# Information provided:
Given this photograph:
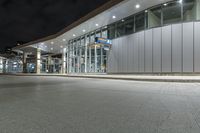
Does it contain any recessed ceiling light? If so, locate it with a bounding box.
[73,34,76,37]
[145,10,148,13]
[121,19,125,22]
[163,3,168,6]
[51,42,54,44]
[82,29,86,32]
[135,4,140,9]
[179,0,182,3]
[112,15,116,19]
[63,39,66,42]
[60,45,63,48]
[95,24,99,27]
[51,48,53,50]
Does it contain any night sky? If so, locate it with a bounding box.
[0,0,109,52]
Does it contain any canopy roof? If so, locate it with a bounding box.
[13,0,171,54]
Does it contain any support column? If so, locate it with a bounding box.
[89,46,92,73]
[47,55,52,73]
[69,46,72,73]
[36,48,41,74]
[5,59,8,73]
[23,52,28,73]
[0,57,3,73]
[62,48,67,74]
[84,36,88,73]
[73,47,75,73]
[67,47,69,74]
[79,43,82,73]
[101,47,103,73]
[75,43,78,73]
[95,45,97,73]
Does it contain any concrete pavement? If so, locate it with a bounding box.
[0,75,200,133]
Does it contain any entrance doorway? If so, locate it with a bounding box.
[89,44,108,73]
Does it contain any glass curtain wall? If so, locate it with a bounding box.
[67,27,108,74]
[183,0,196,21]
[162,1,182,25]
[95,30,101,73]
[90,33,95,73]
[147,6,162,28]
[80,37,85,73]
[86,35,90,73]
[107,0,200,39]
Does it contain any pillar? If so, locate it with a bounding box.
[23,52,28,73]
[47,55,52,73]
[94,45,97,73]
[89,46,92,73]
[73,46,75,73]
[4,59,8,73]
[62,48,67,74]
[84,36,88,73]
[67,47,69,74]
[79,43,81,73]
[0,57,2,73]
[68,46,72,73]
[36,48,41,74]
[101,46,104,73]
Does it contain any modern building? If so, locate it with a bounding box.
[13,0,200,74]
[0,53,23,74]
[0,55,7,73]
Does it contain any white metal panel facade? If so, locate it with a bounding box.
[172,24,182,72]
[194,22,200,72]
[108,22,200,74]
[145,29,153,72]
[183,22,194,72]
[162,25,172,73]
[152,28,162,73]
[133,33,139,72]
[139,32,145,72]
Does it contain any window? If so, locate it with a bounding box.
[124,16,134,34]
[116,21,125,37]
[73,41,76,56]
[163,1,182,25]
[183,0,196,21]
[95,30,101,37]
[68,0,199,46]
[90,33,95,43]
[108,24,116,39]
[147,6,162,28]
[102,29,108,38]
[76,39,80,55]
[135,12,145,32]
[86,35,90,46]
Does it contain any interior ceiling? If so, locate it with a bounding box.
[23,0,172,54]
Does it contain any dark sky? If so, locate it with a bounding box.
[0,0,109,52]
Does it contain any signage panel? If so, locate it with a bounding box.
[95,37,112,45]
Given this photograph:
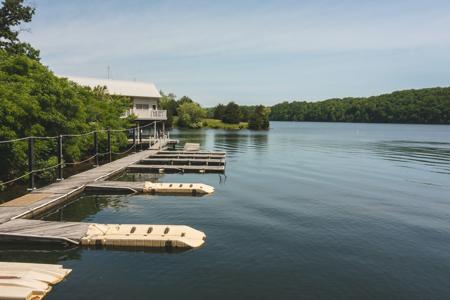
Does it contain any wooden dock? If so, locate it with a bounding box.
[0,145,162,223]
[126,150,226,173]
[140,158,225,165]
[0,219,206,249]
[127,164,225,173]
[0,141,226,250]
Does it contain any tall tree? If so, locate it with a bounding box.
[176,102,206,128]
[159,91,177,128]
[222,101,241,124]
[249,105,270,130]
[0,0,39,59]
[213,103,226,120]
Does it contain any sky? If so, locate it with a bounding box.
[20,0,450,106]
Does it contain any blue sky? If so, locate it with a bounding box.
[21,0,450,106]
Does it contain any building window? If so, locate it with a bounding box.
[135,104,149,110]
[152,105,157,110]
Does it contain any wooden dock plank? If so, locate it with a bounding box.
[0,219,90,243]
[85,181,145,193]
[157,150,225,155]
[152,154,226,159]
[140,158,225,165]
[127,164,225,173]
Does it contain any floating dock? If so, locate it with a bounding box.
[140,158,225,166]
[0,261,71,300]
[127,164,225,173]
[85,181,214,195]
[0,142,224,250]
[0,140,224,248]
[126,150,226,173]
[0,219,206,249]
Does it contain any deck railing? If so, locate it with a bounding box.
[125,109,167,120]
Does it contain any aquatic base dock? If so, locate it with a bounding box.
[126,150,226,173]
[0,141,225,249]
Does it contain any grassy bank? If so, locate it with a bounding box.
[202,119,248,129]
[171,117,248,129]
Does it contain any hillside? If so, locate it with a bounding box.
[270,88,450,124]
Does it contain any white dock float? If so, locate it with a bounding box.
[0,219,206,249]
[143,182,214,195]
[85,181,215,196]
[183,143,200,151]
[0,262,71,300]
[81,224,206,248]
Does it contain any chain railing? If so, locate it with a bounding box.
[0,121,162,191]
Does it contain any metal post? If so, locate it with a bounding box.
[132,127,136,153]
[107,128,112,163]
[94,131,99,166]
[57,135,63,180]
[139,124,143,151]
[28,137,35,190]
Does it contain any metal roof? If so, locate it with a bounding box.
[63,76,161,98]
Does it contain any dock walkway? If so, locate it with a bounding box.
[0,142,164,224]
[0,141,224,250]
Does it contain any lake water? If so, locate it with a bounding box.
[2,122,450,299]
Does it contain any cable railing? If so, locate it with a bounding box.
[0,121,162,191]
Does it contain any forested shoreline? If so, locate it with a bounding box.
[270,88,450,124]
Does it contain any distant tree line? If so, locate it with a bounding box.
[270,88,450,124]
[160,94,270,130]
[211,102,270,130]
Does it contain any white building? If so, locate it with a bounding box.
[64,76,167,122]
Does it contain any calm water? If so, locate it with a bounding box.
[2,122,450,299]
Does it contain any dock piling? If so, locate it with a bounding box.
[27,137,35,190]
[57,135,63,180]
[93,131,99,167]
[107,128,112,163]
[132,127,136,153]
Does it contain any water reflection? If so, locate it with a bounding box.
[116,172,165,182]
[44,195,127,222]
[213,132,249,155]
[0,243,81,264]
[249,131,269,153]
[371,140,450,174]
[169,129,207,147]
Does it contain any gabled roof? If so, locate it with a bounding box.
[63,76,161,98]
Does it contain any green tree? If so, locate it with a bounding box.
[0,50,133,183]
[176,102,206,128]
[178,96,193,106]
[0,0,39,59]
[270,88,450,124]
[222,101,241,124]
[213,103,226,120]
[159,91,177,128]
[249,105,270,130]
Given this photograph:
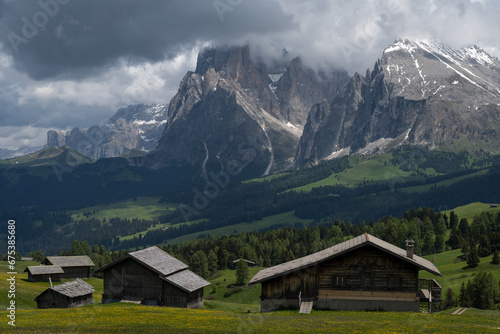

# Exercise:
Output every line of the records above unchanged, and keep the pictures out.

# Task solution:
Given this photograph:
Does it contain any recessed ceiling light? If so, locate it with a bounding box.
[73,34,76,37]
[145,10,148,13]
[121,19,125,22]
[163,3,168,6]
[51,42,54,44]
[82,29,86,32]
[135,4,140,9]
[179,0,182,3]
[112,15,116,19]
[63,39,66,42]
[60,45,63,48]
[95,24,99,27]
[51,48,53,50]
Does it contain any night sky? If so, locate it with a bounding box.
[0,0,109,52]
Does it contain any canopy roof? If so, locate it with a bounding box.
[13,0,171,54]
Does it contain any support column? If so, locate it with a bounding box.
[89,46,92,73]
[47,55,52,73]
[69,46,72,73]
[36,48,41,74]
[5,59,8,73]
[23,52,28,73]
[0,57,3,73]
[62,48,67,74]
[84,36,88,73]
[73,47,75,73]
[67,47,69,74]
[79,43,82,73]
[101,47,103,73]
[75,43,78,73]
[95,45,97,73]
Does it contain any concrete pavement? If so, locate it with a bounding box.
[0,75,200,133]
Does it contain any entrance doorway? If so, locate it with a bounding box.
[89,44,108,73]
Does it contain any glass curtain wall? If so, locate it with a bounding box.
[67,27,108,74]
[183,0,196,21]
[162,1,182,25]
[95,30,101,73]
[90,33,95,73]
[147,6,162,28]
[80,37,85,73]
[86,35,90,73]
[107,0,200,39]
Does it contain any pillar? If so, locate it with a bounding box.
[23,52,28,73]
[47,55,52,73]
[94,45,97,73]
[89,46,92,73]
[73,46,75,73]
[4,59,8,73]
[62,48,67,74]
[84,36,88,73]
[67,47,69,74]
[79,43,81,73]
[0,57,2,73]
[68,46,72,73]
[36,48,41,74]
[101,46,104,73]
Does it contain any modern building? If so, locate it with a bounding box.
[13,0,200,74]
[0,53,23,74]
[0,55,7,73]
Does it contain any white metal panel facade? If so, locate it with a bounding box.
[172,24,182,72]
[194,22,200,72]
[108,22,200,74]
[145,29,153,72]
[183,22,194,72]
[162,25,172,73]
[152,28,162,73]
[133,33,139,72]
[139,32,145,72]
Does it contain any window? If so, locate it with a bounding box.
[124,16,134,34]
[116,21,125,37]
[73,41,76,56]
[163,1,182,25]
[183,0,196,21]
[95,30,101,37]
[68,0,199,46]
[90,33,95,43]
[108,24,116,39]
[147,6,162,28]
[102,29,108,38]
[76,39,80,55]
[135,12,145,32]
[86,35,90,46]
Does it contain any interior ceiling? If so, locate it with a bounding box.
[23,0,172,54]
Does it contain any dark sky? If so, locate it with a bounding box.
[0,0,109,52]
Does it contain any signage panel? If so, locate it with a bounding box.
[95,37,112,45]
Given this photograph:
Does it contain any wooden dock? If so, locate it with a bounding box.
[0,145,162,223]
[126,150,226,173]
[140,158,225,165]
[0,219,206,249]
[127,164,225,173]
[0,141,226,250]
Does it contain any tall tree? If so, locate it with a bounding box.
[176,102,206,128]
[159,91,177,128]
[222,101,241,124]
[249,105,270,130]
[0,0,39,59]
[213,103,226,120]
Does it contain any sky? If so, locate it with a bounding box.
[20,0,450,106]
Does it contain any blue sky? If so, locate it with a bounding box.
[21,0,450,106]
Does it contain any building window? If so, locate it with a bounding box.
[135,104,149,110]
[152,105,157,110]
Does it contain any wooden dock plank? If so, locate it with a bounding box.
[0,219,90,243]
[85,181,145,193]
[157,150,225,155]
[152,154,226,159]
[140,158,225,165]
[127,164,225,173]
Does it contain any floating dock? If so, locate it with a bounding box.
[140,158,225,166]
[0,261,71,300]
[127,164,225,173]
[85,181,214,195]
[0,142,224,250]
[0,140,224,248]
[126,150,226,173]
[0,219,206,249]
Does it contain any deck railing? If so, locate it with a bounding box.
[125,109,167,120]
Does it contain any aquatic base dock? If so, locate it with a bounding box.
[126,150,226,173]
[0,141,225,249]
Does it contain any grassy bank? If so, locate it with a bounding box.
[202,119,248,129]
[171,117,248,129]
Does it contain any hillside? If so, locate it with a bounding box.
[270,88,450,124]
Does it contain any white dock float? If so, locate it with a bounding box.
[0,219,206,249]
[143,182,214,195]
[85,181,215,196]
[183,143,200,151]
[0,262,71,300]
[81,224,206,248]
Does it contain any chain railing? If so, locate it with a bounding box.
[0,121,162,191]
Does it contain any metal post? If so, locate it with a bounding box.
[132,127,136,153]
[107,128,112,163]
[94,131,99,166]
[57,135,63,180]
[139,124,143,151]
[28,137,35,190]
Does it contain any metal roof? If so, locate it with a bounding box.
[63,76,161,98]
Does it contain any dock walkway? If so, locate it with a bounding box.
[0,142,164,224]
[0,141,224,250]
Does it contain any lake water? If so, locate it with a bounding box.
[2,122,450,299]
Does it contain any cable railing? If so, locate it with a bounding box.
[0,121,162,191]
Does it contain any forested shoreline? If so, locate it with a bounding box.
[270,88,450,124]
Does it contain any distant tree line? If so, locate it with a bounding box.
[270,88,450,124]
[160,94,270,130]
[211,102,270,130]
Does it contain any white building? If so, locate it with a bounding box.
[64,76,167,122]
Does it contain any calm water? If so, locate it with a bounding box.
[2,122,450,299]
Does it contain any dock piling? If so, locate it with a bounding box.
[27,137,35,190]
[57,135,63,180]
[93,131,99,167]
[107,128,112,163]
[132,127,136,153]
Does it contain any water reflection? If so, locate it with a bounding box.
[116,172,165,182]
[44,195,127,222]
[213,132,249,155]
[0,243,81,264]
[249,131,269,153]
[371,140,450,174]
[169,129,207,147]
Does it contain any gabled roof? If so, locate it with a bounding box.
[63,76,161,98]
Does it contain any green tree? If so, locate it with a bounding box.
[0,50,133,183]
[176,102,206,128]
[178,96,193,106]
[0,0,39,59]
[270,88,450,124]
[222,101,241,124]
[213,103,226,120]
[159,91,177,128]
[249,105,270,130]
Given this photograph:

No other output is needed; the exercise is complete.